## Exercise description
Starting at the line that contains "Is any white face" and going through the end of the items, rename "white face mask" to "surgical mask". Reproduce those lines with every other part unchanged.

## Listed records

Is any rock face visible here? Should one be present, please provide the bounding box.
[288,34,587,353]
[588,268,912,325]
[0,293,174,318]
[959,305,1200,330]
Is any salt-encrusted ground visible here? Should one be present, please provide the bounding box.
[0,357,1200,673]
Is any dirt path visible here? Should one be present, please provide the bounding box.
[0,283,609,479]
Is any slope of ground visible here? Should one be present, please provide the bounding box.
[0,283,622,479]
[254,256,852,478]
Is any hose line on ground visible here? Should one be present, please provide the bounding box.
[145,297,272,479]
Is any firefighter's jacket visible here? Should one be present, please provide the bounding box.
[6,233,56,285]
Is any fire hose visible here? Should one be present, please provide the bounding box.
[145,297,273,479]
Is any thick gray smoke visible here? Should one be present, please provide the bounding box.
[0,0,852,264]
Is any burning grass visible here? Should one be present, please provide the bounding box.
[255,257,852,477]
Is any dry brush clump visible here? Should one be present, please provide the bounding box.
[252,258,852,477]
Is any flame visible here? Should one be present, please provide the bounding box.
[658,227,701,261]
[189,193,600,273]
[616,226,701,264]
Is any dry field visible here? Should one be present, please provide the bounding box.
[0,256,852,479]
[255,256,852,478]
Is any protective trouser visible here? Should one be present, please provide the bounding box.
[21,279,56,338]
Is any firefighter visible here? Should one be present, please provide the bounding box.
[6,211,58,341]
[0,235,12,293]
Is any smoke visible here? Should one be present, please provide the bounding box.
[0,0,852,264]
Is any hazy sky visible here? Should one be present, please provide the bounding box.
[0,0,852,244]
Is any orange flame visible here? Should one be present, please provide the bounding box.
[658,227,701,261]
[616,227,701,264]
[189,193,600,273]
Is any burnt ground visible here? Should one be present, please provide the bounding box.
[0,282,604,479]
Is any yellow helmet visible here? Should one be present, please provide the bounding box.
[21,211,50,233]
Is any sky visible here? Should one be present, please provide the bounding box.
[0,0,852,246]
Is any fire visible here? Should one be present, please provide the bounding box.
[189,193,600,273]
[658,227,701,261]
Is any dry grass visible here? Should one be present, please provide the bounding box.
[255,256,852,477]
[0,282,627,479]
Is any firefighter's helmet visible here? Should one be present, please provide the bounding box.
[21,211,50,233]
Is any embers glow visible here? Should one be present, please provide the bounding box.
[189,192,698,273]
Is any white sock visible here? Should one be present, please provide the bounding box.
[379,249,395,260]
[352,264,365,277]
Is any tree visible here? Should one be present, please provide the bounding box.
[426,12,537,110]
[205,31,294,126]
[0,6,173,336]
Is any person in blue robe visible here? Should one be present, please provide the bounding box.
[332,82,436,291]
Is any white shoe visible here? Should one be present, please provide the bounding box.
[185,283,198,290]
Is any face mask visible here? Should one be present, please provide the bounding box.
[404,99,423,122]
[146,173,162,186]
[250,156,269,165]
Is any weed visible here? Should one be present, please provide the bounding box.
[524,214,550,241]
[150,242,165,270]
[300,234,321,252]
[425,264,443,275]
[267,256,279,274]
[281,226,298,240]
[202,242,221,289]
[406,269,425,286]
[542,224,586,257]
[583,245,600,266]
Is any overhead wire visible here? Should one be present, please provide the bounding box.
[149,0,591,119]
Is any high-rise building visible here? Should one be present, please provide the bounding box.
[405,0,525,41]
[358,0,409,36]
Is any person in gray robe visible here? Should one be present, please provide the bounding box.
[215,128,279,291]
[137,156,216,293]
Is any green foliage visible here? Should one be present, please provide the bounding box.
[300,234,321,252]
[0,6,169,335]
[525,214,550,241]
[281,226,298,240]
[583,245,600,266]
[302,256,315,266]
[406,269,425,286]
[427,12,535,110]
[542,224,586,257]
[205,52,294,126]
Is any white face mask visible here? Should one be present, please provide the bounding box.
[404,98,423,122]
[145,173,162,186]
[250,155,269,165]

## The response
Is any surgical mask visible here? Should one be present, please provide the bounding box.
[404,98,423,122]
[145,173,162,186]
[250,155,269,165]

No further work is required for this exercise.